Por outro lado, uma externalidade negativa impõe um custo sobre terceiros.  Uma fábrica poluindo o ar ou o abastecimento de água de uma cidade é um exemplo típico desse caso.  Muitos economistas utilizam a ideia de externalidades como base para fazer recomendações de políticas públicas: impor tributos ou conceder subsídios para “compensar” os custos externos.  Com efeito, várias atividades governamentais — para não dizer todas — já foram, cada uma à sua época, justificadas com base no argumento das externalidades.

Mas será que as externalidades realmente possuem algum papel significativo na ciência econômica?

Para a Escola Austríaca, a abordagem correta para a questão das externalidades é uma só: defender o cumprimento e a imposição de direitos de propriedade.  Nesta abordagem, os direitos de propriedade fornecem a resposta para os problemas gerados pelas externalidades.  Se um indivíduo gera danos físicos à propriedade de terceiros, ele é obrigado a pagar por esse estrago.  Tal abordagem, obviamente, só se aplica para os casos de externalidades em que os direitos de propriedade de um indivíduo foram infringidos.  Mises explica como a adoção do sistema de propriedade privada removeu as externalidades que afligiam o antigo sistema no qual não havia proprietário definido para as terras cultiváveis.

▶ **Material fornecido**
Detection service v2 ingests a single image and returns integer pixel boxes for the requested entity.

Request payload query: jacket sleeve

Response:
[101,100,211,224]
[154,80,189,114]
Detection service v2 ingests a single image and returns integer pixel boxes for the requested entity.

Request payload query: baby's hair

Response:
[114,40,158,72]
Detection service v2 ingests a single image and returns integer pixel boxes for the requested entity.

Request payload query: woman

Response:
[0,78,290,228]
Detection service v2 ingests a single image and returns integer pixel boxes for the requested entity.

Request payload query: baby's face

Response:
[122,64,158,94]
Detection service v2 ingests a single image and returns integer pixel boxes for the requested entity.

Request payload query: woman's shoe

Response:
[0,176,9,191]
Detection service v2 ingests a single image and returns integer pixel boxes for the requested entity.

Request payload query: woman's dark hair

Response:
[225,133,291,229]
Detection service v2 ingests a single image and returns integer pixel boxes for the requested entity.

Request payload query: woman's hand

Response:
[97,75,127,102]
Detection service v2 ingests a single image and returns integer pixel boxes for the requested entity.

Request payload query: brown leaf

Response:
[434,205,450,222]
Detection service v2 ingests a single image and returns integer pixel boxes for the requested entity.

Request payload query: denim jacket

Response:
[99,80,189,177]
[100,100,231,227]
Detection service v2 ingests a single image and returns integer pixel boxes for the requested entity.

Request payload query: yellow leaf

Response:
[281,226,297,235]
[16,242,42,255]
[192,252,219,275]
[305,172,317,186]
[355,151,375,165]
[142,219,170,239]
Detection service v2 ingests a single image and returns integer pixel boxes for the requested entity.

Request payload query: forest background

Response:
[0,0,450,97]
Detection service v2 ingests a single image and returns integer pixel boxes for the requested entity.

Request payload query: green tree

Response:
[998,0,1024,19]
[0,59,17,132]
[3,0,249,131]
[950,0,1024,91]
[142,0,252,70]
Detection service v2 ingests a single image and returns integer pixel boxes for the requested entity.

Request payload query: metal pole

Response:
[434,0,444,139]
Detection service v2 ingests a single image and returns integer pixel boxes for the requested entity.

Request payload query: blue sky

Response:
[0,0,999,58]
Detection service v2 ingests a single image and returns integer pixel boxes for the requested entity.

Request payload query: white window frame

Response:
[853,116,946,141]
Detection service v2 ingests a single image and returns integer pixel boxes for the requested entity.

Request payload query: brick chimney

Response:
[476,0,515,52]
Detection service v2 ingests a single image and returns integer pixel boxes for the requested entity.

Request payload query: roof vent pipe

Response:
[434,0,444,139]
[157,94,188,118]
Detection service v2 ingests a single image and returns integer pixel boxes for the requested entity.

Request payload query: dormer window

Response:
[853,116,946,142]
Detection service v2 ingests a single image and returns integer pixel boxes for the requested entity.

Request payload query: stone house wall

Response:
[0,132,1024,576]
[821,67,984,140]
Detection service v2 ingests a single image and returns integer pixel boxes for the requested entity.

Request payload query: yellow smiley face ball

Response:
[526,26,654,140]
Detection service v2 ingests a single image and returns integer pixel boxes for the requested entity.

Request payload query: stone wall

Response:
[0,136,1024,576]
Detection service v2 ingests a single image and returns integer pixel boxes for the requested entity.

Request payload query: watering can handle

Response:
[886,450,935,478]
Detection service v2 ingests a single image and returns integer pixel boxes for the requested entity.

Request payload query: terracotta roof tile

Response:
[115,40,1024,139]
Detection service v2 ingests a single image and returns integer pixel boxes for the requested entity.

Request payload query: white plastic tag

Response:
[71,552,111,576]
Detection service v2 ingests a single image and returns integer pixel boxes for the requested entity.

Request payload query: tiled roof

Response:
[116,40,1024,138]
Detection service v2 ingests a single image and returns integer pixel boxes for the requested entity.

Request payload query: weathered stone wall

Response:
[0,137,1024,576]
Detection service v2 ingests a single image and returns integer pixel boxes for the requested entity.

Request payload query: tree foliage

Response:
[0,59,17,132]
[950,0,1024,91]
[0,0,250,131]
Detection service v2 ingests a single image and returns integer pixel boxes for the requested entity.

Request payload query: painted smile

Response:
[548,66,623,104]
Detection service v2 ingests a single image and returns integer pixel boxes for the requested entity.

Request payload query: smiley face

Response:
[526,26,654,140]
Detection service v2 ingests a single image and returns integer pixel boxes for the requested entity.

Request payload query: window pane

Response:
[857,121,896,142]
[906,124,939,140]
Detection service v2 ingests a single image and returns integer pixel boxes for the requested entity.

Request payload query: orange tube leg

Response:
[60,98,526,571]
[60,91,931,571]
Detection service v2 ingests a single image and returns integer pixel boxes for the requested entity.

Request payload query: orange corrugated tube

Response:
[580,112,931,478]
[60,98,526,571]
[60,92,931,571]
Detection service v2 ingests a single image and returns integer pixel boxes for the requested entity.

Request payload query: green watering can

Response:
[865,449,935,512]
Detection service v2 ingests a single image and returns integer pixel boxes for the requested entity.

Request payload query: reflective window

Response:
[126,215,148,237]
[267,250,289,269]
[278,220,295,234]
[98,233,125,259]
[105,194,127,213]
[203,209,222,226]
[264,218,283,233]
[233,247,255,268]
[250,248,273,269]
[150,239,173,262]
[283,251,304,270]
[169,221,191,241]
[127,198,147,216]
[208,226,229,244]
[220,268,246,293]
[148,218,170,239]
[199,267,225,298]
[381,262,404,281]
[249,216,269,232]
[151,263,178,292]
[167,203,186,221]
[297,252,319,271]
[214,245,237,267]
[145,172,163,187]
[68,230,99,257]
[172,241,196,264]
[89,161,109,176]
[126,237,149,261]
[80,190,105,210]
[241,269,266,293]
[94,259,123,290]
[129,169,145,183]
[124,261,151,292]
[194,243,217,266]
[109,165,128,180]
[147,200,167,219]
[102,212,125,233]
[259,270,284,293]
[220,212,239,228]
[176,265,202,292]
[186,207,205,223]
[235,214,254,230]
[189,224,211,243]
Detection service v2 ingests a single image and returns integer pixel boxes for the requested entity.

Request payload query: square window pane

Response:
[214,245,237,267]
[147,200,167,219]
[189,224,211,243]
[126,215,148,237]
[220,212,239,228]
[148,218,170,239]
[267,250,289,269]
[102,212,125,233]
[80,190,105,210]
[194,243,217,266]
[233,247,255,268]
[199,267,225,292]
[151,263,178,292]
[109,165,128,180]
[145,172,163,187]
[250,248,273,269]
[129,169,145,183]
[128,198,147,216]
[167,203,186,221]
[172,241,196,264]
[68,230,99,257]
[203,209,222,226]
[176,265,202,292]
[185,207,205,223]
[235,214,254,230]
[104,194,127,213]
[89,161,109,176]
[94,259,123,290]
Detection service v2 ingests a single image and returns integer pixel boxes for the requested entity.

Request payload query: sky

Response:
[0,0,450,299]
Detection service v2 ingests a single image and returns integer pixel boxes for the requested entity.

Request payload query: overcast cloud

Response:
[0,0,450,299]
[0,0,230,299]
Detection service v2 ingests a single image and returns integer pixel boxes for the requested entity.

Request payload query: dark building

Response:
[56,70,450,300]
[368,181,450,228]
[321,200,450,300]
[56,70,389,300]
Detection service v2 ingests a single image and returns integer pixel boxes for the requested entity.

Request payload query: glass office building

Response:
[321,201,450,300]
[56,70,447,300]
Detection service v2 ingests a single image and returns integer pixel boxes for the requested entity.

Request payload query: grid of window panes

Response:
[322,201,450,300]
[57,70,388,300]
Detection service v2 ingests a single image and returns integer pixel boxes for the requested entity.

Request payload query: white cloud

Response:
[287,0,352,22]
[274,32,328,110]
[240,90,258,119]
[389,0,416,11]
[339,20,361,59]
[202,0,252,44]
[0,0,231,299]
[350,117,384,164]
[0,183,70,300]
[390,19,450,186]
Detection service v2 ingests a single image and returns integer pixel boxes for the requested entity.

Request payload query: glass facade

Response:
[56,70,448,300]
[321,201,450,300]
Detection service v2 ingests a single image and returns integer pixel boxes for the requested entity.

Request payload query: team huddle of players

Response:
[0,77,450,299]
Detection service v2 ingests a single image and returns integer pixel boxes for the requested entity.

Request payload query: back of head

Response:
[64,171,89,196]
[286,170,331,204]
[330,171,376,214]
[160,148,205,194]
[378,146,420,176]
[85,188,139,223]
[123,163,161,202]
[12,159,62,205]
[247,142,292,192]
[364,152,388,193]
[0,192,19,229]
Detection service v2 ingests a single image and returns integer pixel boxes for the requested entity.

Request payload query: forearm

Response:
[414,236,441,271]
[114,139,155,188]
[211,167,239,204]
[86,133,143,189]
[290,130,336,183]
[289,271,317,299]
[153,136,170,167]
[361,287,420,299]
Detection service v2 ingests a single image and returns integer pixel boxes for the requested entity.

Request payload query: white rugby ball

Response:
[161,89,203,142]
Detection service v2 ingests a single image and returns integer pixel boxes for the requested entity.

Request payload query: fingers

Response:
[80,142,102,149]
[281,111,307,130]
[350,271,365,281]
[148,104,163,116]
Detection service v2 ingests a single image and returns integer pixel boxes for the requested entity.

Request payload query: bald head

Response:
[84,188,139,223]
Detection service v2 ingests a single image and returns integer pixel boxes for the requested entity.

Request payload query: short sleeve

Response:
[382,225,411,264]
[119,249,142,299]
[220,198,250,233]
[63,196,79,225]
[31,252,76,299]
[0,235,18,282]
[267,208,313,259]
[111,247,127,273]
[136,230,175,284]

▶ **Ações necessárias**
- A) Devolva a parte do texto sobre externalidades que vai de "Mas será que" até "as terras cultiváveis.".
- B) Reescreva as linhas do material fornecido, do início até a linha com "[100,100,231,227]", inclusive, substituindo "Detection service v2" por "Detection service v3" sem alterar mais nada. Entregue somente essas linhas.

▶ **Conjunto de respostas**
- A)
Mas será que as externalidades realmente possuem algum papel significativo na ciência econômica?

Para a Escola Austríaca, a abordagem correta para a questão das externalidades é uma só: defender o cumprimento e a imposição de direitos de propriedade.  Nesta abordagem, os direitos de propriedade fornecem a resposta para os problemas gerados pelas externalidades.  Se um indivíduo gera danos físicos à propriedade de terceiros, ele é obrigado a pagar por esse estrago.  Tal abordagem, obviamente, só se aplica para os casos de externalidades em que os direitos de propriedade de um indivíduo foram infringidos.  Mises explica como a adoção do sistema de propriedade privada removeu as externalidades que afligiam o antigo sistema no qual não havia proprietário definido para as terras cultiváveis.

- B)
Detection service v3 ingests a single image and returns integer pixel boxes for the requested entity.

Request payload query: jacket sleeve

Response:
[101,100,211,224]
[154,80,189,114]
Detection service v3 ingests a single image and returns integer pixel boxes for the requested entity.

Request payload query: baby's hair

Response:
[114,40,158,72]
Detection service v3 ingests a single image and returns integer pixel boxes for the requested entity.

Request payload query: woman

Response:
[0,78,290,228]
Detection service v3 ingests a single image and returns integer pixel boxes for the requested entity.

Request payload query: baby's face

Response:
[122,64,158,94]
Detection service v3 ingests a single image and returns integer pixel boxes for the requested entity.

Request payload query: woman's shoe

Response:
[0,176,9,191]
Detection service v3 ingests a single image and returns integer pixel boxes for the requested entity.

Request payload query: woman's dark hair

Response:
[225,133,291,229]
Detection service v3 ingests a single image and returns integer pixel boxes for the requested entity.

Request payload query: woman's hand

Response:
[97,75,127,102]
Detection service v3 ingests a single image and returns integer pixel boxes for the requested entity.

Request payload query: brown leaf

Response:
[434,205,450,222]
Detection service v3 ingests a single image and returns integer pixel boxes for the requested entity.

Request payload query: denim jacket

Response:
[99,80,189,177]
[100,100,231,227]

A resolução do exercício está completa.